__WORK REQUIRED__
Whenever the string "Task" appears in a line of the listing below, that line counts. Say how many lines count, and give nothing else.

__EXERCISE MATERIALS__

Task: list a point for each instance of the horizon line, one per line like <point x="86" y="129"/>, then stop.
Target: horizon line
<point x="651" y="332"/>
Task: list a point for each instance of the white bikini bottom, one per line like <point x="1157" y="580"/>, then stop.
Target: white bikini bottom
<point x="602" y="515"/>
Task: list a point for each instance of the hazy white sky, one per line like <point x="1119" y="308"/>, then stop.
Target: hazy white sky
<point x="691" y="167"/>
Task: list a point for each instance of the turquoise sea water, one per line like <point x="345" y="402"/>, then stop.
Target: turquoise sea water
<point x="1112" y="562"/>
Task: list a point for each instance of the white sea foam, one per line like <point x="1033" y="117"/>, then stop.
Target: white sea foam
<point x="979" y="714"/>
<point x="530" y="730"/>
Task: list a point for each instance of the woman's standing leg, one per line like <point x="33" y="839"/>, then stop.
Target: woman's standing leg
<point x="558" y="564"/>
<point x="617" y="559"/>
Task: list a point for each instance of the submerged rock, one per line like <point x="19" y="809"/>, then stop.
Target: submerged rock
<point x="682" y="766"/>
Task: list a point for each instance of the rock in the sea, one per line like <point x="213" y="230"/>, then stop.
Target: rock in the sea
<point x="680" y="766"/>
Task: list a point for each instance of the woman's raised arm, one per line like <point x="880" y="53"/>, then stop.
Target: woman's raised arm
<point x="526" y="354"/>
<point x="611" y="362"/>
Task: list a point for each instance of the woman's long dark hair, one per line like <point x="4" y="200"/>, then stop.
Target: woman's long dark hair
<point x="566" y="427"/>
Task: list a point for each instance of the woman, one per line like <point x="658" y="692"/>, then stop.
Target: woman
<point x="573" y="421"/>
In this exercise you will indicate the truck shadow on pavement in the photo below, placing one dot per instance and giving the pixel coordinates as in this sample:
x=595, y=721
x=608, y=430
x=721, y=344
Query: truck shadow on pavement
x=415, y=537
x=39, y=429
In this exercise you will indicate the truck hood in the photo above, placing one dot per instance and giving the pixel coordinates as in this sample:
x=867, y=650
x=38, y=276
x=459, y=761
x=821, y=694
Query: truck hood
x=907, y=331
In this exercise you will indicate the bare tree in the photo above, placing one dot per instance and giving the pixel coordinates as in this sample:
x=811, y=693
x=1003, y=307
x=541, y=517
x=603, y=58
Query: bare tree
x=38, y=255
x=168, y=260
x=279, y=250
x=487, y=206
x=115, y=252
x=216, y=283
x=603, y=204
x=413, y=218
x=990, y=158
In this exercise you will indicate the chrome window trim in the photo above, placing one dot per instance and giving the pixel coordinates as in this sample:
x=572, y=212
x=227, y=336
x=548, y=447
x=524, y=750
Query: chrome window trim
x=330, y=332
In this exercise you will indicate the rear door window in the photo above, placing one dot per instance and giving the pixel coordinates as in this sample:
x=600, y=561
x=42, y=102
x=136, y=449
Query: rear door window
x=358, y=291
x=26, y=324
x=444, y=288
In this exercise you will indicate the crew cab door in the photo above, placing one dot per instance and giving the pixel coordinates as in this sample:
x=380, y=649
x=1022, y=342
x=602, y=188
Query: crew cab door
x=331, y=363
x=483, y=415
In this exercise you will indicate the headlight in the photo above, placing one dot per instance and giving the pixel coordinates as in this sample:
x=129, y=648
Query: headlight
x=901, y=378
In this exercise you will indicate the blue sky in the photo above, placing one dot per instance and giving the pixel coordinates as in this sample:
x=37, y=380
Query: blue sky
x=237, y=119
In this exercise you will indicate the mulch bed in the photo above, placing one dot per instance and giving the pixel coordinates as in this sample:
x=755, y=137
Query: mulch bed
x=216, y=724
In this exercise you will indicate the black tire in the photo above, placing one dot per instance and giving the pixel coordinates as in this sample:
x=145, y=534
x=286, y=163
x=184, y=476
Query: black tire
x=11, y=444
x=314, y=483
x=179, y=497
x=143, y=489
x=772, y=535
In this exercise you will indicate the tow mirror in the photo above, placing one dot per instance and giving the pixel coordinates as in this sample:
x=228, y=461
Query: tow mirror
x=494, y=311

__RESULT OF THIS EXERCISE__
11